> [Trecho do texto]
Bolsonaro se escuda cada dia mais em Deus e nas armas para se proteger e poder chegar à reeleição, que é hoje sua única obsessão. Mas, diante das graves crises que se acumulam no Brasil― sanitária, social, econômica e política―, as eleições de 2022 têm tudo para serem dramáticas. Na verdade, o Brasil já está em campanha eleitoral antecipada, com dois líderes populares duelando: Lula e Bolsonaro. Ambos só pensam na reeleição, e desde que Lula ficou, ao menos por enquanto, livre para voltar à arena política, já botou o bloco na rua, para usar suas próprias palavras. E seu competidor Bolsonaro, esquecido de que é o presidente, já se dedica descaradamente à campanha eleitoral. São dois candidatos indiscutíveis e convencidos da vitória. O drama está em que ambos são hoje os únicos personagens consolidados como mitos.


E o centro democrático, que teria condições de romper essa polarização? Esse é o drama. Não só não está ainda em campanha como parece perdido, sem uma liderança capaz de enfrentar dois mitos. A terceira via, que seria a de centro-direita democrática, não foi até agora nem sequer capaz de se decidir por um candidato único capaz de enfrentar com chances de vitória os dois nomes já consolidados e que vêm afiando suas armas para o duelo.

> [Trechos dos itens]
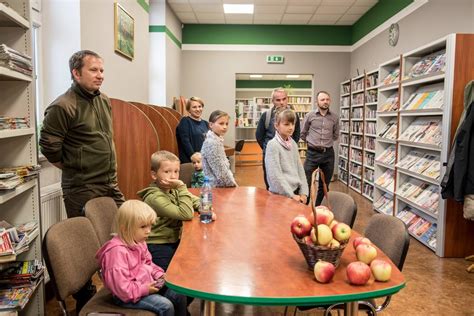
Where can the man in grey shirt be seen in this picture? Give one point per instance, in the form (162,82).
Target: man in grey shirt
(320,130)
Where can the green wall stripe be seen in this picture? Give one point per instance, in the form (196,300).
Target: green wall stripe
(266,34)
(293,34)
(164,29)
(144,5)
(377,15)
(296,84)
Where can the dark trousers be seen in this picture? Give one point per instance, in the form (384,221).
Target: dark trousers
(75,198)
(264,172)
(323,160)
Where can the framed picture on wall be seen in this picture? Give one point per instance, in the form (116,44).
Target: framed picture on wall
(124,32)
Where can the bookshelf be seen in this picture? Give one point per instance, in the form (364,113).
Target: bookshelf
(386,135)
(344,117)
(19,147)
(370,131)
(422,93)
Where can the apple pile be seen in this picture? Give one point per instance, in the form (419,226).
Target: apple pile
(359,272)
(325,231)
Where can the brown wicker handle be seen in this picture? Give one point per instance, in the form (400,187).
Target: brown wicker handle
(313,195)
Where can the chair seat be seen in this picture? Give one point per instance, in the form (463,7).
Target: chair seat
(102,302)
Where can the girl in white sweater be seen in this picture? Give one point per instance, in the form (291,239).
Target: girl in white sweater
(215,164)
(285,173)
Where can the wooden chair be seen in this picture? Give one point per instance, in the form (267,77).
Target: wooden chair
(186,173)
(389,234)
(69,251)
(101,212)
(343,206)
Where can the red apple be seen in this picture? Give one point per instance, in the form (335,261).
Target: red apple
(324,271)
(381,269)
(341,232)
(307,240)
(300,226)
(325,216)
(334,244)
(358,273)
(333,223)
(361,240)
(324,235)
(313,236)
(366,253)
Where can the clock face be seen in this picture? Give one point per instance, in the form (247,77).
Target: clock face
(393,33)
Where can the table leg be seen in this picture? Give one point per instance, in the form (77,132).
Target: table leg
(351,308)
(208,308)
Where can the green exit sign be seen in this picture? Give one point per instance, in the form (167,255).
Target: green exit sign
(275,59)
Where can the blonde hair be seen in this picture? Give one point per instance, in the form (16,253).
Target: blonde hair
(197,155)
(217,114)
(162,155)
(195,99)
(285,115)
(130,216)
(277,90)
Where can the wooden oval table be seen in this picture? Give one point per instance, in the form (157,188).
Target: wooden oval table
(248,256)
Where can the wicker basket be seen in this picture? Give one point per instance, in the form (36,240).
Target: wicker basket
(313,253)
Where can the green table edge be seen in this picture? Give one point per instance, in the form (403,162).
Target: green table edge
(300,301)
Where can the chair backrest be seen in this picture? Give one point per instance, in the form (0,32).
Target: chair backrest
(390,234)
(101,212)
(186,172)
(69,249)
(343,206)
(239,145)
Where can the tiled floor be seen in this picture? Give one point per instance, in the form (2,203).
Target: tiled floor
(435,286)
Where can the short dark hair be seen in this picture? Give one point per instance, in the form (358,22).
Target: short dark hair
(77,60)
(322,91)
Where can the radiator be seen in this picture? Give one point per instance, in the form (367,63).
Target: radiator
(52,206)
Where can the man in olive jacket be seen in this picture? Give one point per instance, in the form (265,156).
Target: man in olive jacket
(77,137)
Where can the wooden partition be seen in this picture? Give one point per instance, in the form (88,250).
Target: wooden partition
(166,133)
(135,140)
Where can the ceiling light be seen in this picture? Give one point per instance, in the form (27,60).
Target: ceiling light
(238,8)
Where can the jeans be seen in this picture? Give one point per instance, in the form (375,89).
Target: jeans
(165,302)
(324,161)
(162,254)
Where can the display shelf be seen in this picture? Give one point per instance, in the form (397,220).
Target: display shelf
(419,89)
(19,147)
(10,194)
(16,132)
(11,75)
(11,18)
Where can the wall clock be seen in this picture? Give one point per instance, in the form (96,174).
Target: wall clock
(393,34)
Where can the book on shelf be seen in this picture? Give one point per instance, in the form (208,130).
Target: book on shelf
(387,156)
(392,77)
(423,130)
(390,104)
(389,131)
(425,100)
(431,63)
(411,158)
(386,180)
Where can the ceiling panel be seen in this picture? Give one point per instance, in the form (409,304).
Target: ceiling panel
(323,12)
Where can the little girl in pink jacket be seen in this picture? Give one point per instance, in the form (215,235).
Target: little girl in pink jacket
(127,270)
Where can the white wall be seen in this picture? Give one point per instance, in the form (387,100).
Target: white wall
(173,57)
(124,78)
(211,75)
(431,21)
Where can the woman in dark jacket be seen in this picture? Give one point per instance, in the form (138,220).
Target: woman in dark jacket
(191,130)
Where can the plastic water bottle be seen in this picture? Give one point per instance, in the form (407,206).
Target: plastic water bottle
(206,202)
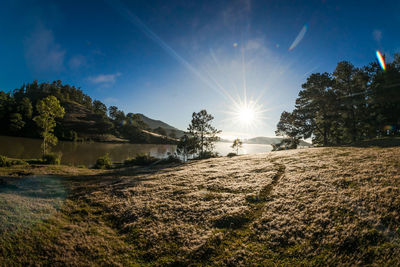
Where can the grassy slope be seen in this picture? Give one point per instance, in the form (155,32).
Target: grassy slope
(310,206)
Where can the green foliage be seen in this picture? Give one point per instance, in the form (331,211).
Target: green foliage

> [Pratique a leitura]
#1 No texto sobre as eleições de 2022, quais são os dois líderes populares que estão duelando?
#2 Reproduza do texto sobre as eleições de 2022 o trecho que começa em "E o centro democrático, que" e termina em "para o duelo.".

> [Respostas das tarefas]
#1 Lula e Bolsonaro.

#2
E o centro democrático, que teria condições de romper essa polarização? Esse é o drama. Não só não está ainda em campanha como parece perdido, sem uma liderança capaz de enfrentar dois mitos. A terceira via, que seria a de centro-direita democrática, não foi até agora nem sequer capaz de se decidir por um candidato único capaz de enfrentar com chances de vitória os dois nomes já consolidados e que vêm afiando suas armas para o duelo.